----- Extracted text -----
Thousands of Welsh football fans hoping to follow Gareth Bale and Aaron Ramsey around Europe will be watching their team on TV instead.
Covid travel rules and no official fan zones mean most of the "Red Wall" will follow Euro 2020 at home or in the pub.
Wales kick off their European campaign against Switzerland in Baku on Saturday at 14:00 BST.
Rhian Davies and her partner Bryn have swapped their tournament tickets to stay in their garden in Moelfre, Powys.
Despite having plans to travel to Azerbaijan and Italy this summer, they decided to cancel their trip in April due to the Welsh government's travel advice.
"I couldn't justify going as a parent and then coming back and having to quarantine for another ten days on our return," she said.
"Instead, we'll be watching the games as a family and with friends. I've just bought a brand new 65-inch television to watch the matches."
While most people will watch the games at home or in the pub, Covid rules on who you can have round, and what you can do in your local remain in place, with people warned not to sing, chant and to remain social distanced while watching the games.
-----
Activities>
1. Repeat the Welsh fans article from "Thousands of Welsh" up to and including "in Moelfre, Powys.", swapping "Saturday" for "Sunday".
2. For each statement, say yes or no according to the Welsh fans article, and quote the words that decide it.
(a) Rhian Davies and her partner canceled their trip in April.
(b) Wales play their opening match against Italy.
(c) Official fan zones have been set up for supporters.
3. Answer these questions from the Welsh fans article.
(a) Where do Rhian Davies and Bryn live?
(b) How many days of quarantine did Rhian Davies expect on returning?
(c) What size is the television she bought?
The rows have no connection to the Welsh fans article.
----- Dataset excerpts -----
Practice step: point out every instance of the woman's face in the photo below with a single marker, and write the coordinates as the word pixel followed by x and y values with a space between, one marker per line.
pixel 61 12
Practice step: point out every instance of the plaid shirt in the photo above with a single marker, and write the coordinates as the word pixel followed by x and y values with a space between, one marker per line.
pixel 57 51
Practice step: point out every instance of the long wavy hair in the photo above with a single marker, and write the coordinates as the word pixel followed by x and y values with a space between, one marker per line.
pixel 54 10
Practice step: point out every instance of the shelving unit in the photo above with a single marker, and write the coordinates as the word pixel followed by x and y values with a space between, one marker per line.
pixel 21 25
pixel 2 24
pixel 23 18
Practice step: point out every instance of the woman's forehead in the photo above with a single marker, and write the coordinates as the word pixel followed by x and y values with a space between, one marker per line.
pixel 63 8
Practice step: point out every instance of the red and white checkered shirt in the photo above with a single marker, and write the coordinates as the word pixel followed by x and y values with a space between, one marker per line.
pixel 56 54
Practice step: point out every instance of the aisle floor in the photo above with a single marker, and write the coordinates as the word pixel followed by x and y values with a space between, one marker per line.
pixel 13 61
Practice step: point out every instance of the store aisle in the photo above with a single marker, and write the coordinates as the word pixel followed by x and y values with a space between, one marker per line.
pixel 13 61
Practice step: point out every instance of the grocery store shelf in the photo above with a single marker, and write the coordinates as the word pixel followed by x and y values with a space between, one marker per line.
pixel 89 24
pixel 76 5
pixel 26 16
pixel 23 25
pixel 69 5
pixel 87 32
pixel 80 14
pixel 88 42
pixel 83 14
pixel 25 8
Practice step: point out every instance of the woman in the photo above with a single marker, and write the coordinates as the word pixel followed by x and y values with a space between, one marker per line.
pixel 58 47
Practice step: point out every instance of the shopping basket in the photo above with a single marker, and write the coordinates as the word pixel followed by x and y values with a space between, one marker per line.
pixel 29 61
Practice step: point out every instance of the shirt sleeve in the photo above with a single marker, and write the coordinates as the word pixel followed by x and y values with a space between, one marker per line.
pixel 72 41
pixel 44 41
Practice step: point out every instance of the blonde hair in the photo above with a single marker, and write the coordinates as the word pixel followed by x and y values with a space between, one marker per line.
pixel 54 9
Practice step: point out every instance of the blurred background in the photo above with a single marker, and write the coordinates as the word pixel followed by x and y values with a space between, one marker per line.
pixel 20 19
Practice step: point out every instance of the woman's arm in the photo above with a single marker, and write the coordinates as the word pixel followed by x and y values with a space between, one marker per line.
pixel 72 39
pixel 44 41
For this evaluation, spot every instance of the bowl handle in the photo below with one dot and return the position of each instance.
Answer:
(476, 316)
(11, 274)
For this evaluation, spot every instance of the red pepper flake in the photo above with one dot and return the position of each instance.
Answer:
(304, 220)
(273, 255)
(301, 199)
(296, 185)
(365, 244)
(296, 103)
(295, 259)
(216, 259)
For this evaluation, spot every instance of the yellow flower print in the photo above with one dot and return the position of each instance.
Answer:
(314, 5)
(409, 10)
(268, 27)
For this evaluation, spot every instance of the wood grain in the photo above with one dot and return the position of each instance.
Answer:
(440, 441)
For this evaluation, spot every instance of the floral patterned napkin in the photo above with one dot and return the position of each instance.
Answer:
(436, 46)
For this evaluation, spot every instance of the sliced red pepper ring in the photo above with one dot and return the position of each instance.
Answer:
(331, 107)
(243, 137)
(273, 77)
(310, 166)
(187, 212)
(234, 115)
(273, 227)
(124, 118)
-----
Results in order>
1.
Thousands of Welsh football fans hoping to follow Gareth Bale and Aaron Ramsey around Europe will be watching their team on TV instead.
Covid travel rules and no official fan zones mean most of the "Red Wall" will follow Euro 2020 at home or in the pub.
Wales kick off their European campaign against Switzerland in Baku on Sunday at 14:00 BST.
Rhian Davies and her partner Bryn have swapped their tournament tickets to stay in their garden in Moelfre, Powys.

2.
(a) Yes: "they decided to cancel their trip in April due to the Welsh government's travel advice"
(b) No: "Wales kick off their European campaign against Switzerland in Baku"
(c) No: "no official fan zones"

3.
(a) Moelfre, Powys
(b) Ten days
(c) 65 inches